● Work order: Continue the guide to agentic system architecture from the point where it stops.

● Reading passage:
++++

智能体架构指南 | Claude Code 逆向工程蓝图

What Is an Agentic System?

An AI that pursues goals autonomously — perceiving, deciding, acting, and learning from results.

Goal-Oriented

Works toward completing tasks, not just answering questions. Breaks complex goals into steps and executes them autonomously.

Tool-Using

Interacts with external systems: executes code, reads/writes files, searches the web, calls APIs, and more.

Context-Aware

Maintains conversation history, remembers past interactions, and adapts behavior based on accumulated context.

Iterative

Works in loops: observes → thinks → acts → observes results → decides next. Continues until the goal is achieved.

The Agent Loop — Heart of Every Agentic System

Perceive

→

Think

→

Act

→

Observe

→

Decide Next

This loop repeats until the task is complete or the agent decides to stop

Why Claude Code?

Claude Code demonstrates these principles in production: multi-file codebases, long conversations, tool errors, and user collaboration. The patterns apply to any agentic system.

Core Concepts

The six building blocks every agentic system needs.

1. The Query Loop (Agent Loop)

A continuous loop: send messages to AI → receive response → execute tools → feed results back → repeat. Without a loop, you have a chatbot.

Why it matters

Claude Code's loop runs in query.ts with exit conditions: no tool use, max turns reached, budget exceeded, or user abort. Every agentic system needs a similar loop with clear termination conditions.

2. Tool System

Defined actions the agent can take: read files, execute commands, search the web. Each tool has a name, description (for the AI), input schema, and execution logic.

Why it matters

Tools are how the agent interacts with the world. Without tools, it can only generate text. Well-described tools lead to better agent decisions.

3. Context Management

Managing what the agent knows: conversation history, file contents, tool results. AI models have finite context windows.

Why it matters

Claude Code uses auto-compaction (summarizing old messages), micro-compaction (removing redundant results), and selective attachment injection to stay within limits.

4. Permission System

Controls what the agent can and cannot do. Prevents dangerous actions, requires user approval for sensitive operations.

Why it matters

Autonomous agents can cause real damage. Without permissions, agents are unsafe for production. Multiple layers ensure defense in depth.

5. Streaming Execution

Starting tool execution while the AI is still generating its response. Tools begin as soon as their input is complete.

Why it matters

Reduces latency by 30-50%. Users see progress immediately. Critical for long-running tasks.

6. Session Persistence

Saving conversation state so it can be resumed later. Includes message history, file states, and execution context.

Why it matters

Claude Code records transcripts to JSONL files and replays them. Persistence enables recovery; strategic discard enables scalability.

Architecture Patterns

Proven patterns from Claude Code that apply to any agentic system.

Pattern 1: Layered Architecture

Separate concerns into distinct layers. Each layer has a specific responsibility and communicates through well-defined interfaces.

UI Layer (React/Ink)

Runtime (Query Loop, Streaming)

API Layer (SDK, Retry, Fallback)

Tool System (Bash, File, Web, Agent...)

Infrastructure (Permissions, Context, Session)

++++

● Source material:
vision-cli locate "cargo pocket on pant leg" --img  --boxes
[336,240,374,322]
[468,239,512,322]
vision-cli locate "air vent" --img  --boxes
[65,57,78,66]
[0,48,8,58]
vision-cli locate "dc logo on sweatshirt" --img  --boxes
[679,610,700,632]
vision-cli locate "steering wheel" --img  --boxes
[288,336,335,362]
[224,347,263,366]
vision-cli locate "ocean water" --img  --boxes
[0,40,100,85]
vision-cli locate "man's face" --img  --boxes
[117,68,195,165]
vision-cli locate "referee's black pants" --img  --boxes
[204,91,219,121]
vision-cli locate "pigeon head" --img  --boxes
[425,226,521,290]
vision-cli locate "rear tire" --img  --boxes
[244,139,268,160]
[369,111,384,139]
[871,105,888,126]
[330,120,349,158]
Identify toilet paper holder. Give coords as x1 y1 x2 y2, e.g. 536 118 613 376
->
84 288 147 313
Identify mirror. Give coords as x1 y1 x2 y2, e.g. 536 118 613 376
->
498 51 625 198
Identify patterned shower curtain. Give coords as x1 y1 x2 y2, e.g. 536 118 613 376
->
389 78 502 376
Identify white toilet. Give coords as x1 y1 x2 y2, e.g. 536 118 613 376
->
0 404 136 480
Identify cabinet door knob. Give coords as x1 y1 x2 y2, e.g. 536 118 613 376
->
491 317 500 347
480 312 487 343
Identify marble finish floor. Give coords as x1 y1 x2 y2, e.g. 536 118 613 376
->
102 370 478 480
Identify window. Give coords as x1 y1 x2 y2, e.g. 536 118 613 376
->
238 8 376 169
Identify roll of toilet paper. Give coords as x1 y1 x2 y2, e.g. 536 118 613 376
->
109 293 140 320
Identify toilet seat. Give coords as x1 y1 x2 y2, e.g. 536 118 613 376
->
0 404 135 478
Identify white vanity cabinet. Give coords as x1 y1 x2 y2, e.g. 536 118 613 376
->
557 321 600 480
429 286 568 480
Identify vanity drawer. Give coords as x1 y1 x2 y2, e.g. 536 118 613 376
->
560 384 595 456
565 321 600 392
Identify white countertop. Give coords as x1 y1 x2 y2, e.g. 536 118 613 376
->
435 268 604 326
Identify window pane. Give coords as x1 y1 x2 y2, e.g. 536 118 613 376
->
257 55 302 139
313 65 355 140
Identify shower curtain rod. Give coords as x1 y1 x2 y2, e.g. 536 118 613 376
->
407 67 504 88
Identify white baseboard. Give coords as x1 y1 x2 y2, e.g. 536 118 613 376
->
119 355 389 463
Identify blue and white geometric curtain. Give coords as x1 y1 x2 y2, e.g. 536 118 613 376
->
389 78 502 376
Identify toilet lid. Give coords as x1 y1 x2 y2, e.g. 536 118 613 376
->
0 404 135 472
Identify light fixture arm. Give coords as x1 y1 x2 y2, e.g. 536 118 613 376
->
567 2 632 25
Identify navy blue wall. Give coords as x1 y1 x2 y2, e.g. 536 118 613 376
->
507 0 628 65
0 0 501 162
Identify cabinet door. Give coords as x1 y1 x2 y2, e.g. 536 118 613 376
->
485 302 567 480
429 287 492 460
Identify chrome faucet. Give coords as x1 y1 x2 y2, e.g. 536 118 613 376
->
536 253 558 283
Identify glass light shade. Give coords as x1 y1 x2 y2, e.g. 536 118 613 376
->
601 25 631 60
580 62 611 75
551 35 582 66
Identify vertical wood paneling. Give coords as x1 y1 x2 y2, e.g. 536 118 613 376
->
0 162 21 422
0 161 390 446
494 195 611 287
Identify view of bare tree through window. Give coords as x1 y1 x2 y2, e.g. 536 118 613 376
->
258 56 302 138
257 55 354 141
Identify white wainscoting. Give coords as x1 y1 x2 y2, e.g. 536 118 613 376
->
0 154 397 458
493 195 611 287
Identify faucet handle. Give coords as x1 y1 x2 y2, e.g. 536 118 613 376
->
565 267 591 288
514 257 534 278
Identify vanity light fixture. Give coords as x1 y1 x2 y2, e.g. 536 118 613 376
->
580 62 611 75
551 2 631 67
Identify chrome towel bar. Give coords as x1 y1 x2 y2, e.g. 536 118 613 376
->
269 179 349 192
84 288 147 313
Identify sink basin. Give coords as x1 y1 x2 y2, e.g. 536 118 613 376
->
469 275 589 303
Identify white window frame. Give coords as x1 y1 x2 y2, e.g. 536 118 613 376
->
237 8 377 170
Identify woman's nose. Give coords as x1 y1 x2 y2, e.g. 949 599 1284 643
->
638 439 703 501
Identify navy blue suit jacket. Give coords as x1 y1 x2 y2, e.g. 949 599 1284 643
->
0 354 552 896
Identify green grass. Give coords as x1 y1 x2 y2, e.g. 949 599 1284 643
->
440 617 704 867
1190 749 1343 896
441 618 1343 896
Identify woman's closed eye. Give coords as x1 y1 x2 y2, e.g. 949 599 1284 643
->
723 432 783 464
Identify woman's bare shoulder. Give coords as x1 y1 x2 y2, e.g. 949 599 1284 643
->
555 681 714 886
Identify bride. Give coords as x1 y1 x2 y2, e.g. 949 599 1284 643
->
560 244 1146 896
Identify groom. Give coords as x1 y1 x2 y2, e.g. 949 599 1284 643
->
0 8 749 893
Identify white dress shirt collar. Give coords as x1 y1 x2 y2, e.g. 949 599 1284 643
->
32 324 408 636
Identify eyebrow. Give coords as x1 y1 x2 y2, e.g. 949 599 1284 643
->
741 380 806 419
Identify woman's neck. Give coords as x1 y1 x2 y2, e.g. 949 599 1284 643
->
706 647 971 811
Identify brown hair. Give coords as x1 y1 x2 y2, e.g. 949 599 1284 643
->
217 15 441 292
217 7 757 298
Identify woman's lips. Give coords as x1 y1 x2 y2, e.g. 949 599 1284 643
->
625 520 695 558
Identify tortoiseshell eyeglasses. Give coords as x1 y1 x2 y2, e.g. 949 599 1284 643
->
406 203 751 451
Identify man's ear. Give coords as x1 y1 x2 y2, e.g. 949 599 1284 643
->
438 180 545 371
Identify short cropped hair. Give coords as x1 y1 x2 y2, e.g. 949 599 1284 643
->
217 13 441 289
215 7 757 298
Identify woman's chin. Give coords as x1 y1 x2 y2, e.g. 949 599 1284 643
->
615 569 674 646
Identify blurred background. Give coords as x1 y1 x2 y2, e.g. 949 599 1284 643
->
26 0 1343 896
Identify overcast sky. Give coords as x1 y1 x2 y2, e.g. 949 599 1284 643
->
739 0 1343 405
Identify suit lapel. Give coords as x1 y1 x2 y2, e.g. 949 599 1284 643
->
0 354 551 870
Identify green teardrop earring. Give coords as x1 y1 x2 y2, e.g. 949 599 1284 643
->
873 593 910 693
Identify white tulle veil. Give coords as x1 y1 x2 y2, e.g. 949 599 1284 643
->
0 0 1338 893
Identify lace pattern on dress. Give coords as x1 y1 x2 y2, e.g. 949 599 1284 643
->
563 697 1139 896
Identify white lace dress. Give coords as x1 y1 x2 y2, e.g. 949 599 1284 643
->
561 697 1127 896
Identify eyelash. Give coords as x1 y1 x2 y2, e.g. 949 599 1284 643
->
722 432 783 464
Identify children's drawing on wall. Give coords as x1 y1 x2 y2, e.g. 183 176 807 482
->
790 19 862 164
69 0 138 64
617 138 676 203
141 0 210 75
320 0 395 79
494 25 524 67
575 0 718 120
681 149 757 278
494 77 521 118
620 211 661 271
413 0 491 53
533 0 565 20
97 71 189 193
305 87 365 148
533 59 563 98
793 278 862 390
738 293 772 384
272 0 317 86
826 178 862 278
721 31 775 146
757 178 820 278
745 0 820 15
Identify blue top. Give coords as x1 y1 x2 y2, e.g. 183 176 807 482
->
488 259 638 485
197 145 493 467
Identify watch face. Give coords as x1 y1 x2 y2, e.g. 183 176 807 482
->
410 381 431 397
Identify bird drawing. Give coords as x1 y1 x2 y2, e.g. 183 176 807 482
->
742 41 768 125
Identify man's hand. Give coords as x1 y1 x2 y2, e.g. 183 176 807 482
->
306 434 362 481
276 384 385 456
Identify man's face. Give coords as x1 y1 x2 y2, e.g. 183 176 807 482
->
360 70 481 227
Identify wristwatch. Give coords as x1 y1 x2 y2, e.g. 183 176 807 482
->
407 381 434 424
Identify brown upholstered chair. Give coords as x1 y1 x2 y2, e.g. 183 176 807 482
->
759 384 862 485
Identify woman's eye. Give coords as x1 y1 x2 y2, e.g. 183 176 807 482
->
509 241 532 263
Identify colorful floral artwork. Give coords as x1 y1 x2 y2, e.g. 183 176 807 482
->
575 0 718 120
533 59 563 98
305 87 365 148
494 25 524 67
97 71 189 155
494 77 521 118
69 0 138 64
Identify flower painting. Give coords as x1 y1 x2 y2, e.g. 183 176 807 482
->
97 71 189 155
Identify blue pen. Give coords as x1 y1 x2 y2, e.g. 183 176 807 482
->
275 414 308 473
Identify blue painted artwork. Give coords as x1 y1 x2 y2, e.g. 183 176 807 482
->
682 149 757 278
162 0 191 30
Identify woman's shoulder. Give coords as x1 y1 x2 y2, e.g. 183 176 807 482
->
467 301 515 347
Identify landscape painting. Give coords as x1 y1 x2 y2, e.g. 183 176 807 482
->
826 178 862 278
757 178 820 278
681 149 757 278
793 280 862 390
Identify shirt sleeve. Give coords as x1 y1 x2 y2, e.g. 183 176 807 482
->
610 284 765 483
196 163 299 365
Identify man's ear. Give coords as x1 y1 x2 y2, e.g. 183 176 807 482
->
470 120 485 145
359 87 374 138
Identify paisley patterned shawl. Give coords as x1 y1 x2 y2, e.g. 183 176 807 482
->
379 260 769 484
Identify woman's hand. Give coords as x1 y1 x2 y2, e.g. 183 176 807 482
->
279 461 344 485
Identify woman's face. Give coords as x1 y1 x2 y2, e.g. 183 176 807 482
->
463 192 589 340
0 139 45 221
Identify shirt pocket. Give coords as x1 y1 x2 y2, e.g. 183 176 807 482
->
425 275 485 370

++++

● Exercise output:
Why this works

Each layer evolves independently. Swap the UI without changing the runtime. Add tools without touching the API layer.

Pattern 2: Streaming Pipeline

Process data as it arrives. The AI streams tokens, tools start as soon as input is complete.

API Stream

→

Parse Tool Use

→

Start Tool

→

Yield Result

Why this works

Reduces perceived latency by 30-50%. Users see progress immediately.

Pattern 3: Context Window Management

AI models have finite context windows. Use compaction strategies to preserve important context.

Strategy 1: Summarization

Use a smaller model to summarize old conversation turns.

Strategy 2: Selective Injection

Inject only relevant memories, skills, or file contents based on the current task.

Strategy 3: Micro-Compaction

Remove redundant tool results, collapse similar search outputs.

Pattern 4: Multi-Layer Permissions

Defense in depth for safety. Multiple layers ensure that even if one fails, others catch dangerous actions.

Layer 1: Static Deny Rules

Layer 2: Auto-mode Classifier

Layer 3: Hook-based Rules

Layer 4: User Prompt

Warning

Never rely on a single permission layer. Multiple layers ensure defense in depth.

Pattern 5: Error Recovery

Agents will encounter errors. Build recovery paths, not just error messages.

Recovery 1: Retry with Backoff

API rate limits? Retry with exponential backoff.

Recovery 2: Model Fallback

Primary model overloaded? Switch to fallback automatically.

Recovery 3: Context Compaction

Prompt too long? Compact context and retry.

Pattern 6: Composable Sub-Agents

Spawn sub-agents for parallel work. Each runs its own loop with a filtered tool set.

Parent Agent

→

Spawn Sub-Agent

→

Filtered Tools

→

Parallel Execution

→

Results Back

Why this works

Enables parallel work without duplicating the core loop. Sub-agents get restricted tool sets.

Interactive Workflows

See how data flows through Claude Code's architecture. Click any workflow to visualize the path.

Design Principles

The why behind the architecture decisions.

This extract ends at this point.